:: TASK BRIEF ::
Starting at the line with "of the soldier.", return every line through the final one of the data, word for word. Pictures stay out.

:: Object point labels ::
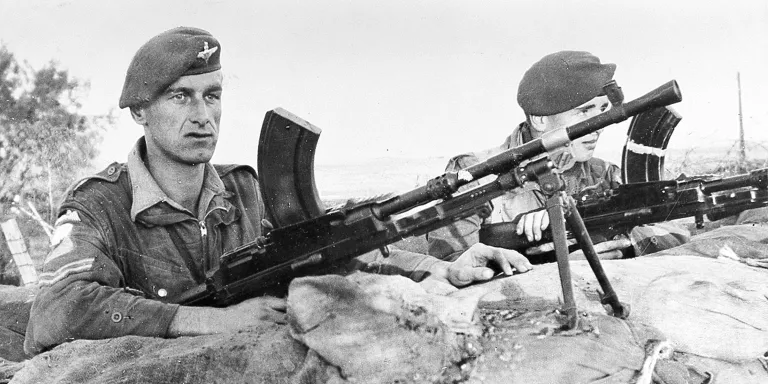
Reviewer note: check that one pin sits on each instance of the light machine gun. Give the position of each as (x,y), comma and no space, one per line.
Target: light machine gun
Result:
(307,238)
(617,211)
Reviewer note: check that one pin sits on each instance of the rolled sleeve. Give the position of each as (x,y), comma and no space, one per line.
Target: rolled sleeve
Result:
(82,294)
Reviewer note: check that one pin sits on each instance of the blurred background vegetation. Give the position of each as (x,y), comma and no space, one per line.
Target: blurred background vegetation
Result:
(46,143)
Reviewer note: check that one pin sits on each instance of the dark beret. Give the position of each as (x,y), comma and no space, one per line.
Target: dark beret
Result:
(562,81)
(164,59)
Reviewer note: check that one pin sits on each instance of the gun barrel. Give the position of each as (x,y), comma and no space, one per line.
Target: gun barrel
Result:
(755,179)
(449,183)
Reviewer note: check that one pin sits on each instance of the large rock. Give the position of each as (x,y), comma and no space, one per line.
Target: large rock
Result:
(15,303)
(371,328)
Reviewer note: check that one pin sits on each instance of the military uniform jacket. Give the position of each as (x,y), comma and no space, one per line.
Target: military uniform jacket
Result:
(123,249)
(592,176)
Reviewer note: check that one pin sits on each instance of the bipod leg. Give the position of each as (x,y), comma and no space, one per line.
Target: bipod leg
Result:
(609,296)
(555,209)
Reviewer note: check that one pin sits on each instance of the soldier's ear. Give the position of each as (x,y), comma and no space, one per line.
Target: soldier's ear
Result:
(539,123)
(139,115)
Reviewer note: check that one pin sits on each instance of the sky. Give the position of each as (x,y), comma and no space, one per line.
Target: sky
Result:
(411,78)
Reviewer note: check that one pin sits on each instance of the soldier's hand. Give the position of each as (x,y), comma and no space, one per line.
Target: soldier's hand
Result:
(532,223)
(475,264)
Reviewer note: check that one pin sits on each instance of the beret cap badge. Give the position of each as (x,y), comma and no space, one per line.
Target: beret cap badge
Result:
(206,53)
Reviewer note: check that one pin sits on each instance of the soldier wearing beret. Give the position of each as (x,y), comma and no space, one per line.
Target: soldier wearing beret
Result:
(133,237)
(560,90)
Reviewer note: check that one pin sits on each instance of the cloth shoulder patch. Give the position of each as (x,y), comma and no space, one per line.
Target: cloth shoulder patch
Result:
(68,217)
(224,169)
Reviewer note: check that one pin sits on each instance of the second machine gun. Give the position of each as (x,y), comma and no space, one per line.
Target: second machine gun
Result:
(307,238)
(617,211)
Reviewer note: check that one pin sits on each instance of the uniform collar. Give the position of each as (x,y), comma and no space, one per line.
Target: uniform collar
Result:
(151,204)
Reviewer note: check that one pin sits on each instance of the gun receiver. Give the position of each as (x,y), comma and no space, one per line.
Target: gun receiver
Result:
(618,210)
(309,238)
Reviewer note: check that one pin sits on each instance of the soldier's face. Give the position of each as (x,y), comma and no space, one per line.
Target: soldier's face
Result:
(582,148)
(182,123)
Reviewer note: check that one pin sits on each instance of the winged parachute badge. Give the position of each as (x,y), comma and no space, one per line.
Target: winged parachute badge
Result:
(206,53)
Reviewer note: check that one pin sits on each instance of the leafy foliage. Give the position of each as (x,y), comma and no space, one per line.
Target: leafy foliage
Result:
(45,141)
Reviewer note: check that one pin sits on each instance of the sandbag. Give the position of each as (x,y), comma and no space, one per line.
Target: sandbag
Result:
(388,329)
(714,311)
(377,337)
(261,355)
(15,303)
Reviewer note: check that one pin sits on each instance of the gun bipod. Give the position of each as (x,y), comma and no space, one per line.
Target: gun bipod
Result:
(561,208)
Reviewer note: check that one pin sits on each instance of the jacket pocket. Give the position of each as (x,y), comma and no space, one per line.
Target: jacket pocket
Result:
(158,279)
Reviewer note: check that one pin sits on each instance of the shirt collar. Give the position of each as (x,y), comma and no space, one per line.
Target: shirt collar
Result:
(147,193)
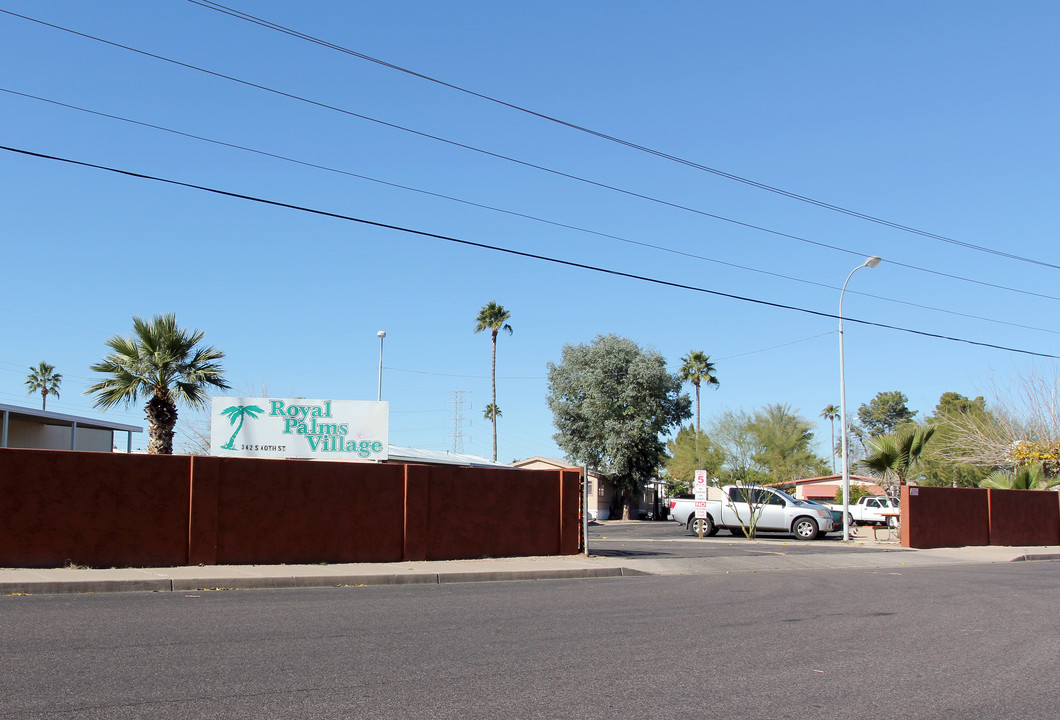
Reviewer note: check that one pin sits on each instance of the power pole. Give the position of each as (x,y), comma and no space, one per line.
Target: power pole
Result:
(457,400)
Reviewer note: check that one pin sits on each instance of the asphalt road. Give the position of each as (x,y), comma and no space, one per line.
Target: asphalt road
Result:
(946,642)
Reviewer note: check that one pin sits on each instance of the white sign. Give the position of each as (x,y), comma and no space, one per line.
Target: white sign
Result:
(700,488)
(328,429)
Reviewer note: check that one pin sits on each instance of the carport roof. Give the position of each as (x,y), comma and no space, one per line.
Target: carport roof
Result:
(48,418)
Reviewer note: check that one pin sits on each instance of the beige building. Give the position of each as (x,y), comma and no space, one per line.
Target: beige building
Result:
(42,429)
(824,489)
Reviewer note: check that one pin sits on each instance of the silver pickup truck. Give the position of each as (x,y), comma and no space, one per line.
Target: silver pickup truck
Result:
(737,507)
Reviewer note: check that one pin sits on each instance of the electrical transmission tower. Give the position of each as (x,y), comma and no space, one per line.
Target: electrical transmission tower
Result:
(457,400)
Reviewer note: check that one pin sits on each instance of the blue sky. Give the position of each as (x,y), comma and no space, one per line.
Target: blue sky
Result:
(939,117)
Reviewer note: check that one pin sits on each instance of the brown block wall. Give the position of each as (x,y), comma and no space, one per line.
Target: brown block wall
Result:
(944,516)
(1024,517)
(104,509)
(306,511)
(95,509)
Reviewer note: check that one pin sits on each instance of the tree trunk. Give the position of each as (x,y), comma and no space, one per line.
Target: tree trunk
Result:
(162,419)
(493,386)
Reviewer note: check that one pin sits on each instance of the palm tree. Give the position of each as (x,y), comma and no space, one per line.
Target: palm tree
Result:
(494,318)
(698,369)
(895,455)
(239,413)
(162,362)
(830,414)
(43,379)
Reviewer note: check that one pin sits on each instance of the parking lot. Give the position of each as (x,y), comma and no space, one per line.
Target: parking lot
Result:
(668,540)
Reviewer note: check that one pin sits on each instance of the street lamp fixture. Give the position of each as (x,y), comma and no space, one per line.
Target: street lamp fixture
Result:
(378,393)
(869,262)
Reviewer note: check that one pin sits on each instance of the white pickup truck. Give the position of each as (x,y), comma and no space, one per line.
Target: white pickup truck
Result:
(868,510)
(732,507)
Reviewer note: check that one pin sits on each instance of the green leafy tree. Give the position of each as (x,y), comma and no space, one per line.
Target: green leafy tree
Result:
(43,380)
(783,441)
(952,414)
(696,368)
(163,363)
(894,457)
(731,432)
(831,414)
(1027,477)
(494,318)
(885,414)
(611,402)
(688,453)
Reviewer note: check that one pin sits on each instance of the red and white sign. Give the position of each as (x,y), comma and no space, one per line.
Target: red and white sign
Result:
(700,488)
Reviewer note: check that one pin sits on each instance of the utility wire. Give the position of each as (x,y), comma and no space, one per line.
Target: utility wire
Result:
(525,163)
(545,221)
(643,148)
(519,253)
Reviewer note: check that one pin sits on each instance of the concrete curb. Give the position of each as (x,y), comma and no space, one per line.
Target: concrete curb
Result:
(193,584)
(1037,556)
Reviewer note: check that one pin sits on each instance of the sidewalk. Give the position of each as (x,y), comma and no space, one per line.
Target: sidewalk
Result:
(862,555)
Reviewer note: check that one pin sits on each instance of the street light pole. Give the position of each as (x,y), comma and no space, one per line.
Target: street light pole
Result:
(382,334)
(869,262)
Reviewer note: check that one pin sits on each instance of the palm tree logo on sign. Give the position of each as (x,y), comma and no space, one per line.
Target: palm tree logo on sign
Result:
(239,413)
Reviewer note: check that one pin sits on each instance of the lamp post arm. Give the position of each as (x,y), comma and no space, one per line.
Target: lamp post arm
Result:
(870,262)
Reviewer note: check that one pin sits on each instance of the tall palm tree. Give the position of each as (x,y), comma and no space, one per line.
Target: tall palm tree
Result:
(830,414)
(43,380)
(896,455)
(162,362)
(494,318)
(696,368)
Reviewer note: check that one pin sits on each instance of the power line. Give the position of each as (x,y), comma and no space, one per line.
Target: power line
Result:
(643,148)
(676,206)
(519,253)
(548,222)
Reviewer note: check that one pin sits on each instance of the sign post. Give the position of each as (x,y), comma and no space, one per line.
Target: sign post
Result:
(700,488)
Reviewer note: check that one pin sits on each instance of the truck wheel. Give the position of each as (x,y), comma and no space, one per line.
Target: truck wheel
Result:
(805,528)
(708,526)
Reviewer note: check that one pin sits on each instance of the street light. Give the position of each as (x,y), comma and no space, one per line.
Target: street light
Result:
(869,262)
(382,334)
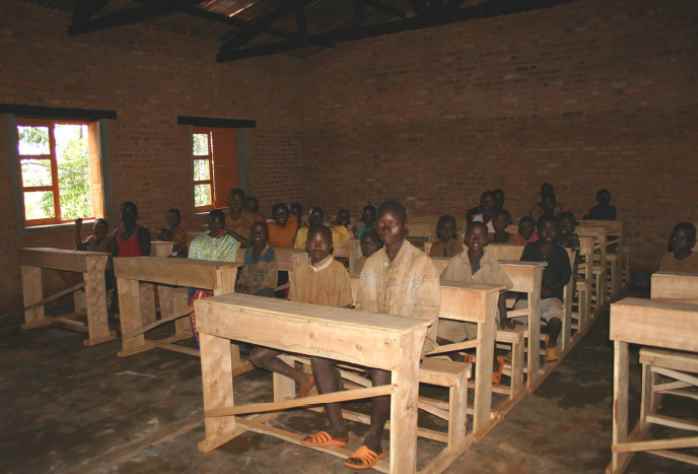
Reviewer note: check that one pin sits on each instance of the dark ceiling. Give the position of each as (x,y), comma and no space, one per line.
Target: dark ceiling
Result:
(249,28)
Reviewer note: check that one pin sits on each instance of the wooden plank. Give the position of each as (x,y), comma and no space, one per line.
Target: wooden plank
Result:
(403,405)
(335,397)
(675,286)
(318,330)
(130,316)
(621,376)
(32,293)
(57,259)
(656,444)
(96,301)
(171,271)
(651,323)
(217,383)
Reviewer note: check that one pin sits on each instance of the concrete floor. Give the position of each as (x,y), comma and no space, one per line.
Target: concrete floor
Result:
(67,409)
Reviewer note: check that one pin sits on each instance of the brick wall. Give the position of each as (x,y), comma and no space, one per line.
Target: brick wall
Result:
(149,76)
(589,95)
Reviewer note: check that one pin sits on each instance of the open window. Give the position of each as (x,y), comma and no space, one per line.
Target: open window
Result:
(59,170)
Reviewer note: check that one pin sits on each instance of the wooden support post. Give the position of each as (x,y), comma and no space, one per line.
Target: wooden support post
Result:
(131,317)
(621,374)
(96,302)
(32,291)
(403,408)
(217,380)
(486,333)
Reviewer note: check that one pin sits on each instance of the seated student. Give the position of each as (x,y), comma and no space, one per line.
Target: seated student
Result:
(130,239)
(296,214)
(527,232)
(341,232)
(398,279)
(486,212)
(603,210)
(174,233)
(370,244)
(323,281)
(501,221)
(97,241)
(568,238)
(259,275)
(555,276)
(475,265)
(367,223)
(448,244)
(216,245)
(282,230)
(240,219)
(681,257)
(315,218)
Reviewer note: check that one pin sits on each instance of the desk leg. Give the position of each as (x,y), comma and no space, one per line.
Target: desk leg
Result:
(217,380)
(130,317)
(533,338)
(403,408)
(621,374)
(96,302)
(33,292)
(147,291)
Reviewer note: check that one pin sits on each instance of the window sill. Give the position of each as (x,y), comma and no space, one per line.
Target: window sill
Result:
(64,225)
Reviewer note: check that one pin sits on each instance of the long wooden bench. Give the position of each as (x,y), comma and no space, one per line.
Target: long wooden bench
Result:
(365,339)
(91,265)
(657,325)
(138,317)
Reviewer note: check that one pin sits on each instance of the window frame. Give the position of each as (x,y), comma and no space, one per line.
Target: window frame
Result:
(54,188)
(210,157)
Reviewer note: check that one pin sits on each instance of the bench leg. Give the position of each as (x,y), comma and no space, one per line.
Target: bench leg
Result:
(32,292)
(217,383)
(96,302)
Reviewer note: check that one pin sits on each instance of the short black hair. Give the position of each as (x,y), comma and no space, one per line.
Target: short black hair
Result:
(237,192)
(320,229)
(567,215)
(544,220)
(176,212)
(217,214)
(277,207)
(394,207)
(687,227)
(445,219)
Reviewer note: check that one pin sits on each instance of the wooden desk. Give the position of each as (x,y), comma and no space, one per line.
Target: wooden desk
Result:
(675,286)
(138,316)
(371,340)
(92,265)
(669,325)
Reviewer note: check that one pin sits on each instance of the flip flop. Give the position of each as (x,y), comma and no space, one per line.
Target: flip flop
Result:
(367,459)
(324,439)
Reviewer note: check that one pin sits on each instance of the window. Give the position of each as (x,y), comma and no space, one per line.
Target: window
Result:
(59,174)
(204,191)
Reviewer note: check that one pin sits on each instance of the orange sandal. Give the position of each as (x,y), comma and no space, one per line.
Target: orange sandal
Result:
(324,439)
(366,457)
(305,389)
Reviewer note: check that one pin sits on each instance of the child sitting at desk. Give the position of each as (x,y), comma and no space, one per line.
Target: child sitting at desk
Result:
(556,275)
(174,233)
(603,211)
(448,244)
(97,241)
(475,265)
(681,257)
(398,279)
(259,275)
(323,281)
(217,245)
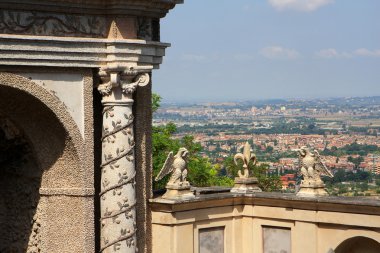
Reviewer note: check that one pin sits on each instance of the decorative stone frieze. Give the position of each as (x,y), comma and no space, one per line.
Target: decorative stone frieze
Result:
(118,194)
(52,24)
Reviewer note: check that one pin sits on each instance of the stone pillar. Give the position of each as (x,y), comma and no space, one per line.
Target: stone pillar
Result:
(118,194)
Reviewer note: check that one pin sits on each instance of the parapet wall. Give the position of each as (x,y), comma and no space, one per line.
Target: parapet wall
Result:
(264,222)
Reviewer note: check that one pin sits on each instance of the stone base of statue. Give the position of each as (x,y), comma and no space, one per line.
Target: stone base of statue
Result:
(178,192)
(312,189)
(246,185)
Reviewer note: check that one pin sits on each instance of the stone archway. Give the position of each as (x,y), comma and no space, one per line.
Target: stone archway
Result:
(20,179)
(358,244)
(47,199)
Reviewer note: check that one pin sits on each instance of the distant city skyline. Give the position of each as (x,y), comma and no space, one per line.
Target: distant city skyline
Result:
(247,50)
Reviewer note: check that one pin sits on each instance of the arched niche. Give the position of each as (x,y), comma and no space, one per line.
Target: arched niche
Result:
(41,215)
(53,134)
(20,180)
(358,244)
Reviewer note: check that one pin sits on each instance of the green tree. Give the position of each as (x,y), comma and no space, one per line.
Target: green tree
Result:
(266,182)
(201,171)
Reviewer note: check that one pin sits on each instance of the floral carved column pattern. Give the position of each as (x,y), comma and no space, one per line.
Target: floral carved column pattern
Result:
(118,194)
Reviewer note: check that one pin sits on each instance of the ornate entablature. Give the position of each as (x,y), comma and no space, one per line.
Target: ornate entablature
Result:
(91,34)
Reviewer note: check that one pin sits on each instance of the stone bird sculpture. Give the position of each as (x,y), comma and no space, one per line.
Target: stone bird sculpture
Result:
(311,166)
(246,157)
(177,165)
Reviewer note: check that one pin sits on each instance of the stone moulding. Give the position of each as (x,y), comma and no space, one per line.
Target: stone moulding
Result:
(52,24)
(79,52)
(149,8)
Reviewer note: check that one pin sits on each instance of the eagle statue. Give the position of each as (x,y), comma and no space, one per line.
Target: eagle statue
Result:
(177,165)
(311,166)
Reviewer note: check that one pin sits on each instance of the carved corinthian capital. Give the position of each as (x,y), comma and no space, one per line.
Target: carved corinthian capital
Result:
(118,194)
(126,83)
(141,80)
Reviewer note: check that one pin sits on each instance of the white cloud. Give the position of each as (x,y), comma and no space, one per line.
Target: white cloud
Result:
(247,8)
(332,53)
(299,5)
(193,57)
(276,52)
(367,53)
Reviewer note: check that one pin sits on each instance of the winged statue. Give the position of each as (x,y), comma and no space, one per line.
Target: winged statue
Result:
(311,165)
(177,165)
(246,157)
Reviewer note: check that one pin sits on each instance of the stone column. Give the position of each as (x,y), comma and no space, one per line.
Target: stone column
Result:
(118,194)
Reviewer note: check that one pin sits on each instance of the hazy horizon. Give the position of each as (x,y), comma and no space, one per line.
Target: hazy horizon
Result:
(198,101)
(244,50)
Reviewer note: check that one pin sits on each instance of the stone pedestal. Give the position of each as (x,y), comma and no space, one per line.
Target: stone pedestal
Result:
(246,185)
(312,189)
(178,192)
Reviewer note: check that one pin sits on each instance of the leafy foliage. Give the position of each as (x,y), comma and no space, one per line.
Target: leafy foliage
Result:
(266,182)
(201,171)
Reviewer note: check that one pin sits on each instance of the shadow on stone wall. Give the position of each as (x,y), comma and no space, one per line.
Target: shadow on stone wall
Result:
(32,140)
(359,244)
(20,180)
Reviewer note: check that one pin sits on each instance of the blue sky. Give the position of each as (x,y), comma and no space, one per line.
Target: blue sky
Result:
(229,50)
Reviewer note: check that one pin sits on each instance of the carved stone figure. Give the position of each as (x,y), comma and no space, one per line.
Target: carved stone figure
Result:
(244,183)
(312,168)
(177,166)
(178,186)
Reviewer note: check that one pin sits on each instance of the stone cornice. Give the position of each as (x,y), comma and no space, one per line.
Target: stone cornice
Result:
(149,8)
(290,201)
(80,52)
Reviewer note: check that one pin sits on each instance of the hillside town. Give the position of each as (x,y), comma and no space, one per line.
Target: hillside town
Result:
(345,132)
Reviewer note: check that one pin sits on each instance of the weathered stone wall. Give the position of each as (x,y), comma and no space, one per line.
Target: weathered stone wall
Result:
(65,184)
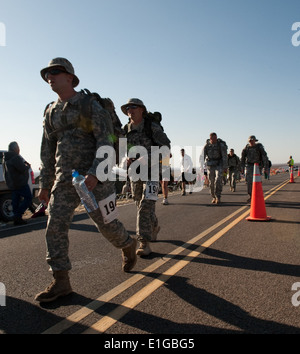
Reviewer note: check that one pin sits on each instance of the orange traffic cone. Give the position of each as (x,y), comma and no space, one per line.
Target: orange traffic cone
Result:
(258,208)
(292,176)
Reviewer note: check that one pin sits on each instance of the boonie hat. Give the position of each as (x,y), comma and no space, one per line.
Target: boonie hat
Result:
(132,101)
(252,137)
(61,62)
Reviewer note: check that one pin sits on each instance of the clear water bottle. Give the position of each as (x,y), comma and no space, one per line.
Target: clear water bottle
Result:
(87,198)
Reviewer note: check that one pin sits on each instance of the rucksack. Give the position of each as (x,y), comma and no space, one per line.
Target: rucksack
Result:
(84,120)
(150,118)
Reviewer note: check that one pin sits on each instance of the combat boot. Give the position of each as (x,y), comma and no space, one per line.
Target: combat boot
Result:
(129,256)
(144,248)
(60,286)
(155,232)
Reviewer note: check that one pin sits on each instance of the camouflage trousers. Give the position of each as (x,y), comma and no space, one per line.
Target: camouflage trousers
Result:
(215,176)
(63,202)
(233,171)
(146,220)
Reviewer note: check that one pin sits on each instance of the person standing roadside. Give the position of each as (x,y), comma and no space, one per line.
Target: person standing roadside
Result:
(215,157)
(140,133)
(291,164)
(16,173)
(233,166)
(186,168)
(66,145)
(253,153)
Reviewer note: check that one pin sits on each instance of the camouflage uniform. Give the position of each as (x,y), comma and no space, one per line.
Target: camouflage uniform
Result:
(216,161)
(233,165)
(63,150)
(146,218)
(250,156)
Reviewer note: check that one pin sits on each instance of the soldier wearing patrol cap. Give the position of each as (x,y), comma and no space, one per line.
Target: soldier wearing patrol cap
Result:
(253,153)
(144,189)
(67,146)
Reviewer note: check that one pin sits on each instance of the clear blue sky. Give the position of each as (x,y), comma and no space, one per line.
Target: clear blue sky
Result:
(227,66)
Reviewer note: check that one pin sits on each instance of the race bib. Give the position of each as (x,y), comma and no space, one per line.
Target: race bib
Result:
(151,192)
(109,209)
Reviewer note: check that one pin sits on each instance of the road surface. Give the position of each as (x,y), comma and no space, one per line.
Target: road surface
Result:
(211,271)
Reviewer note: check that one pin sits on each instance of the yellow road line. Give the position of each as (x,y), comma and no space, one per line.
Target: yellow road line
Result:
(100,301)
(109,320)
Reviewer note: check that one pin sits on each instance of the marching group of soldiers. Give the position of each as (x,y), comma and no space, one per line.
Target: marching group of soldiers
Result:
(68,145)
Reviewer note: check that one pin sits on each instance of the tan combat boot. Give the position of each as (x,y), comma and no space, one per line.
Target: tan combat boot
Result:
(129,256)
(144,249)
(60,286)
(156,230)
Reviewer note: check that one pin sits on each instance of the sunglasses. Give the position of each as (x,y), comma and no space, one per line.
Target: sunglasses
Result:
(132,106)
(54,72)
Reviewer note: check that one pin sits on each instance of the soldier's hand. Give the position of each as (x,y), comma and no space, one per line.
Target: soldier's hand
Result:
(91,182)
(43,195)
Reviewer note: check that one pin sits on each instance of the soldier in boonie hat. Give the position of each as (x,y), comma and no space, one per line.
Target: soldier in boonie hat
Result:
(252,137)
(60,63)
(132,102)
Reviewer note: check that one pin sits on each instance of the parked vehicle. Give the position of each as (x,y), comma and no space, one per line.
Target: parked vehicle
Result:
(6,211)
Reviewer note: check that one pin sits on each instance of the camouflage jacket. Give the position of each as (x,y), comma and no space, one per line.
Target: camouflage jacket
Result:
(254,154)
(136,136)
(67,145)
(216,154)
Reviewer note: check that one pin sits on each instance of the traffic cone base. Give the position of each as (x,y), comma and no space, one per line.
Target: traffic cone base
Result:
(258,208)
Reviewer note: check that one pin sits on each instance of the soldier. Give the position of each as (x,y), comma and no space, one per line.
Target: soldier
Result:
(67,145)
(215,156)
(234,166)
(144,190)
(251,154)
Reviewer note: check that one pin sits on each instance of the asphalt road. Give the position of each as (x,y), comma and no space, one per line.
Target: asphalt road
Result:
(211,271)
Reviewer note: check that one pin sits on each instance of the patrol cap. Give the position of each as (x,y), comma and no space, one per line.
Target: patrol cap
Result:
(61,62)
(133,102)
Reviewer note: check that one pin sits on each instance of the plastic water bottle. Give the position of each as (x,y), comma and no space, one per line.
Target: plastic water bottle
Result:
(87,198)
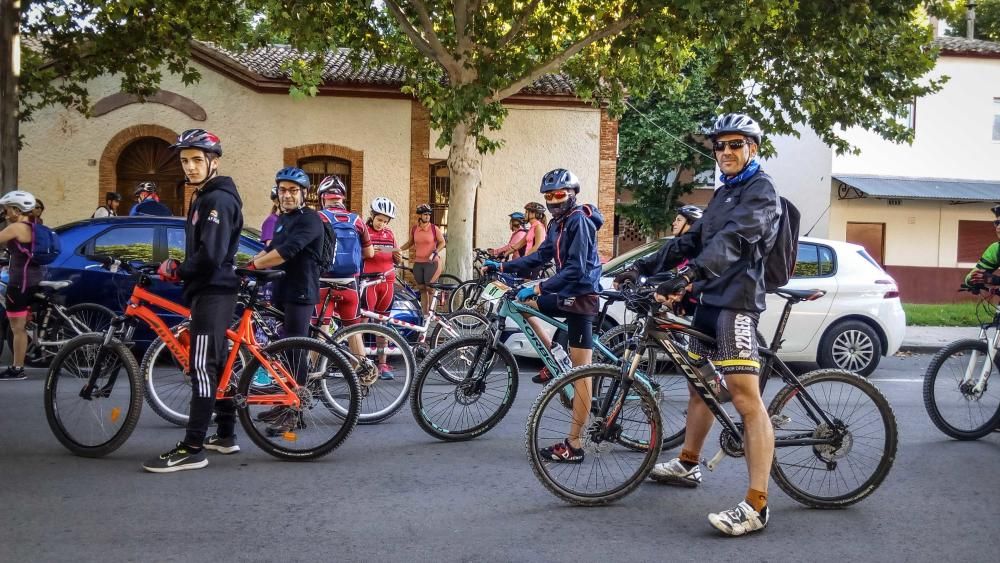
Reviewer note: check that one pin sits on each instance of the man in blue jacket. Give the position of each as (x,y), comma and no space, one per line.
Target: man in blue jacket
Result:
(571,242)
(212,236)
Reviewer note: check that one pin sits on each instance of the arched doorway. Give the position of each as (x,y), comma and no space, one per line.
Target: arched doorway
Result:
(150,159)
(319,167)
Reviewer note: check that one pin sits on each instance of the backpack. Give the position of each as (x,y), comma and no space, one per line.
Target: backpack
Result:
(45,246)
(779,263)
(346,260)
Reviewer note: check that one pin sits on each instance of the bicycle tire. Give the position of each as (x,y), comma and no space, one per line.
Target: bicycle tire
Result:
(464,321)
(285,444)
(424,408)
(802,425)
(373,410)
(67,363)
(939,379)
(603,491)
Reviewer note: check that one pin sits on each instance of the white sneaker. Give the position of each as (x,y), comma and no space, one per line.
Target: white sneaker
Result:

:: THE REPLY ::
Reviewer note: check that one pin sits on each instance of the soldier. Give the position of each as (x,y), comma and no space, one per line.
Target: soldier
Result:
(67,145)
(215,156)
(234,166)
(144,190)
(251,154)
Reviewer note: check that one pin sits on each instance of the asphalt road. Give the position of each as (x,y), comma and no space, one per line.
Target: asphalt road
Result:
(211,271)
Reviewer note: check that one pin sits on each instance of the patrol cap. Give the position of each as (x,y), comma and no space, one per line.
Target: patrol cap
Result:
(61,62)
(133,102)
Reviewer note: check that one pin sits on each instance of the plastic water bottle. Give the position of each as (x,y), comma and no space, one per line.
Target: plastic water bottle
Result:
(87,198)
Reviewer note: check that one pin sits on each instance of the man in blue jacket. Give the position of each as (x,y), comma and no space, one per line.
Target: man in blue jacket
Result:
(571,242)
(212,236)
Reviewer note: check that one pin sits on each instance of the arched doorway. Give the position of each as (x,y), comma and no space, one per line.
Target: arched doorway
Result:
(150,159)
(319,167)
Reviewer note: check that one pin sits on each instance of the backpack. Give the position of each as (x,y), comma and no space, one per line.
Target: backpack
Result:
(45,246)
(779,263)
(346,260)
Reviewer note: check that one pin sits on each instance of the bicycle tire. Give the position of each as (x,y), comma and no space, one per line.
Target: bicycle tire
Result:
(464,321)
(285,444)
(424,408)
(802,425)
(373,410)
(67,363)
(939,379)
(603,491)
Reviewer note: check that one pin sits on each instance of the white sneaker. Give the position of each as (x,y), comma and no space, one per line.
Target: white sneaker
Result:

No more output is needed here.